>> begin EXTRACTED INFORMATION

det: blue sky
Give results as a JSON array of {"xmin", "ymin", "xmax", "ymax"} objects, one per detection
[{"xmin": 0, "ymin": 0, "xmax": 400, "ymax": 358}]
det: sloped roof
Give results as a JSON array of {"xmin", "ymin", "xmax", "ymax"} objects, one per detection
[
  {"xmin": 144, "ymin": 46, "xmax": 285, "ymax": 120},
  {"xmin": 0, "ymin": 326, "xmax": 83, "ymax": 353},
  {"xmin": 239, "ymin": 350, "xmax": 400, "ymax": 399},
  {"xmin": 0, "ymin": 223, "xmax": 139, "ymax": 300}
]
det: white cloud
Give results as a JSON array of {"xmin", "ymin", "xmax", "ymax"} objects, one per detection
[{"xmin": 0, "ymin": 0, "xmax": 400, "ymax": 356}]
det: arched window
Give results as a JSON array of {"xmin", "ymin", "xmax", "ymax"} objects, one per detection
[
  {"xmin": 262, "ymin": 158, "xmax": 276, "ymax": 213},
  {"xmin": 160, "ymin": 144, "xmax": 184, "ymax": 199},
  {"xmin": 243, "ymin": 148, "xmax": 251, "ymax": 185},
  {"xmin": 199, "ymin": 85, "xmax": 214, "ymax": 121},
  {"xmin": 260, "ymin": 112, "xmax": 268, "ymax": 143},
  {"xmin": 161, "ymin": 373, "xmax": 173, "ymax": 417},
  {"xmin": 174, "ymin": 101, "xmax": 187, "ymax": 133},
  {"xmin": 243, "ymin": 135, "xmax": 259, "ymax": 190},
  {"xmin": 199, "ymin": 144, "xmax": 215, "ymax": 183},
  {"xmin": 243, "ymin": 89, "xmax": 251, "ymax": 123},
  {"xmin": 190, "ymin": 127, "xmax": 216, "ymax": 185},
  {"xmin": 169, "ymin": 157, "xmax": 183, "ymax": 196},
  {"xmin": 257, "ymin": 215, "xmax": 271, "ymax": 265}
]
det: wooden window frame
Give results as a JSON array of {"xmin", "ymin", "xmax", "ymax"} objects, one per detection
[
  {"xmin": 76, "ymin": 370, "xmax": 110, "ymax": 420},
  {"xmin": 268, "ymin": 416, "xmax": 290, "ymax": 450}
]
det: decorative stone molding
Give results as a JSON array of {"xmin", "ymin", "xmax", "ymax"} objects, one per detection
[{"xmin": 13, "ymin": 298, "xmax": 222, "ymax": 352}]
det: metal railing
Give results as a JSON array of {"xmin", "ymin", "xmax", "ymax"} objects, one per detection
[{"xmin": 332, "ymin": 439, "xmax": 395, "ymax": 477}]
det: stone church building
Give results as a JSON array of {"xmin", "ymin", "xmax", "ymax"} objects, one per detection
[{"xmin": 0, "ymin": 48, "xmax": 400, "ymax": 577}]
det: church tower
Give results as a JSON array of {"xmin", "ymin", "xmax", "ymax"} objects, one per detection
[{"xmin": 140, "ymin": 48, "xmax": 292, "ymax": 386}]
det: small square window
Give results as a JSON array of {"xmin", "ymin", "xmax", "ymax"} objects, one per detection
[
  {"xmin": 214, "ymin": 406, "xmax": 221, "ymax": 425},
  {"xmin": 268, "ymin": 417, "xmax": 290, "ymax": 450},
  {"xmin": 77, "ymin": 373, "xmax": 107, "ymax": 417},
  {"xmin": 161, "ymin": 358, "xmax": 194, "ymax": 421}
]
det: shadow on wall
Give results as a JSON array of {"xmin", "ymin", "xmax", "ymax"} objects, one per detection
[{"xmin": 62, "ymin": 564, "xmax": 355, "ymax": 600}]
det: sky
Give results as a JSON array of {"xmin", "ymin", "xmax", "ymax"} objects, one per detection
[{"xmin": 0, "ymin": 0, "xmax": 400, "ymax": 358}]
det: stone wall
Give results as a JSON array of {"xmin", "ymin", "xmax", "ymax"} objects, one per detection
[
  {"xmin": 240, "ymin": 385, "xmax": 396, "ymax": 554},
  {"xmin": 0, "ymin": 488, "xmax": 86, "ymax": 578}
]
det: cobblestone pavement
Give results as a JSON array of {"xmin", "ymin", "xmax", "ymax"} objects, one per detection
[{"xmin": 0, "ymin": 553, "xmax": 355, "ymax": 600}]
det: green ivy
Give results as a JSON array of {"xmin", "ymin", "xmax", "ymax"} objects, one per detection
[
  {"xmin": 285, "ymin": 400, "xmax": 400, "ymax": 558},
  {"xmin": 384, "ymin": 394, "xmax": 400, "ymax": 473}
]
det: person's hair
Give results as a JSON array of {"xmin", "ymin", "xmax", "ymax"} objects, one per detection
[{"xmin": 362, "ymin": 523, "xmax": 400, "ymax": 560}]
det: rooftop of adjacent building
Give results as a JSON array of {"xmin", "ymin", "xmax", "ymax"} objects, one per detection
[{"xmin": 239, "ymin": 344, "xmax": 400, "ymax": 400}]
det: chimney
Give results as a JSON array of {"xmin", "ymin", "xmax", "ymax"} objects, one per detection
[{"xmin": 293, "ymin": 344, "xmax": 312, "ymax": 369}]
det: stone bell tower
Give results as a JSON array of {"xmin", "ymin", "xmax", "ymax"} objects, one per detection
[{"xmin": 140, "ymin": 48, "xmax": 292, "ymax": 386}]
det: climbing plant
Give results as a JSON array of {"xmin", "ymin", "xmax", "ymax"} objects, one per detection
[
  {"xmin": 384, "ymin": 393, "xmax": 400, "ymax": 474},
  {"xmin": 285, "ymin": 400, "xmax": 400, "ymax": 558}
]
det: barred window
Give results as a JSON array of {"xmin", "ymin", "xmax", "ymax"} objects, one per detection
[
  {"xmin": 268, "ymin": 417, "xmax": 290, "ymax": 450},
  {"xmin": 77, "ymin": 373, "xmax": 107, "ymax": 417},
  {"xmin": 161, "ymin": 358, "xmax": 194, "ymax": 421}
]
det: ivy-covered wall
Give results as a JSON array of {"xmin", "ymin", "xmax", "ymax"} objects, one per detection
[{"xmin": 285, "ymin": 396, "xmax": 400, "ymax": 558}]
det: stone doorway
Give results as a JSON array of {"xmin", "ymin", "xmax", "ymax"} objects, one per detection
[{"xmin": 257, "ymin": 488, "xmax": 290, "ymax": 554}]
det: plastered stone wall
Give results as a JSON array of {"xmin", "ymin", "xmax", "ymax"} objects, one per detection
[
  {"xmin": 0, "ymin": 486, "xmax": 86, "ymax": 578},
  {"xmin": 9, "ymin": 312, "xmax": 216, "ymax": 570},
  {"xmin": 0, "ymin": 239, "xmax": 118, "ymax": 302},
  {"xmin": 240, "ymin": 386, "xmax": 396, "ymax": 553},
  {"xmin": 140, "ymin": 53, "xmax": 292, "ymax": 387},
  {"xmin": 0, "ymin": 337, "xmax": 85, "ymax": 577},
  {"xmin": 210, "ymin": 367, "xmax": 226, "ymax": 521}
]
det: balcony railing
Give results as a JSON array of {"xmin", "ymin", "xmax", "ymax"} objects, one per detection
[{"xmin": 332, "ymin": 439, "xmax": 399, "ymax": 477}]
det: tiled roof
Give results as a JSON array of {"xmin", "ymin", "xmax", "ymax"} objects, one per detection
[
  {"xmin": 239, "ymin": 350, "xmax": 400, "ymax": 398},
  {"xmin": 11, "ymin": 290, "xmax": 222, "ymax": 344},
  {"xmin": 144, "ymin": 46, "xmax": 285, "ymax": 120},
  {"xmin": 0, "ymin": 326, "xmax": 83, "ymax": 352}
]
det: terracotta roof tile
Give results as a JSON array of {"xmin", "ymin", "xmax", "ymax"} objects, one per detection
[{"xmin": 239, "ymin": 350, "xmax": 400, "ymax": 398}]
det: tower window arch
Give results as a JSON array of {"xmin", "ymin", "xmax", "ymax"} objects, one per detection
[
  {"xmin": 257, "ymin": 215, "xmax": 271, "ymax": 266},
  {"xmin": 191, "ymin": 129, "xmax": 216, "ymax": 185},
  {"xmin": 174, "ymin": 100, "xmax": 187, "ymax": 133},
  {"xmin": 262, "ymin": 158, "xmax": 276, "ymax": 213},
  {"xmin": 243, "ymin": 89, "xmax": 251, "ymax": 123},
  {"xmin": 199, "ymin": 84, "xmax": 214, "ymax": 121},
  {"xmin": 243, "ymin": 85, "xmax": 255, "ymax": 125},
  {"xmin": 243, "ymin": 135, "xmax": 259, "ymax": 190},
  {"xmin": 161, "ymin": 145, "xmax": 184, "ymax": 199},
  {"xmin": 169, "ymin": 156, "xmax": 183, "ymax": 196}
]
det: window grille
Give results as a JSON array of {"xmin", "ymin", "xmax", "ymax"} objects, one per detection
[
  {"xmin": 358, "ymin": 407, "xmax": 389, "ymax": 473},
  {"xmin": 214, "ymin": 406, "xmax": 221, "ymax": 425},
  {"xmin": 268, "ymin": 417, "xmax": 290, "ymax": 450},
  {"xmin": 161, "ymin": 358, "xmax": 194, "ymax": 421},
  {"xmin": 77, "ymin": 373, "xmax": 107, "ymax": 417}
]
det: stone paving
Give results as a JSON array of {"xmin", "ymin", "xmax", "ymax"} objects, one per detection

>> end EXTRACTED INFORMATION

DIRECTIONS:
Please repeat everything from the line with "det: tower window arch" down to the end of the items, swapping "stone paving" for "cobblestone pavement" and leaving the rest unchanged.

ANSWER FOR THIS EXERCISE:
det: tower window arch
Give results as a JSON array of {"xmin", "ymin", "xmax", "ymax"} objects, one per detection
[
  {"xmin": 257, "ymin": 215, "xmax": 271, "ymax": 266},
  {"xmin": 191, "ymin": 129, "xmax": 216, "ymax": 185},
  {"xmin": 174, "ymin": 100, "xmax": 187, "ymax": 133},
  {"xmin": 262, "ymin": 158, "xmax": 276, "ymax": 213},
  {"xmin": 243, "ymin": 89, "xmax": 251, "ymax": 123},
  {"xmin": 199, "ymin": 84, "xmax": 214, "ymax": 121},
  {"xmin": 243, "ymin": 85, "xmax": 255, "ymax": 125},
  {"xmin": 243, "ymin": 135, "xmax": 259, "ymax": 190},
  {"xmin": 161, "ymin": 145, "xmax": 184, "ymax": 199},
  {"xmin": 169, "ymin": 156, "xmax": 183, "ymax": 196}
]
det: window grille
Give results as a JSON array of {"xmin", "ymin", "xmax", "ymax"} objects, one per detection
[
  {"xmin": 358, "ymin": 407, "xmax": 389, "ymax": 473},
  {"xmin": 214, "ymin": 406, "xmax": 221, "ymax": 425},
  {"xmin": 268, "ymin": 417, "xmax": 290, "ymax": 450},
  {"xmin": 161, "ymin": 358, "xmax": 194, "ymax": 421},
  {"xmin": 77, "ymin": 373, "xmax": 107, "ymax": 417}
]
det: cobblestone pavement
Give results as a JSON array of {"xmin", "ymin", "xmax", "ymax"} objects, one per detection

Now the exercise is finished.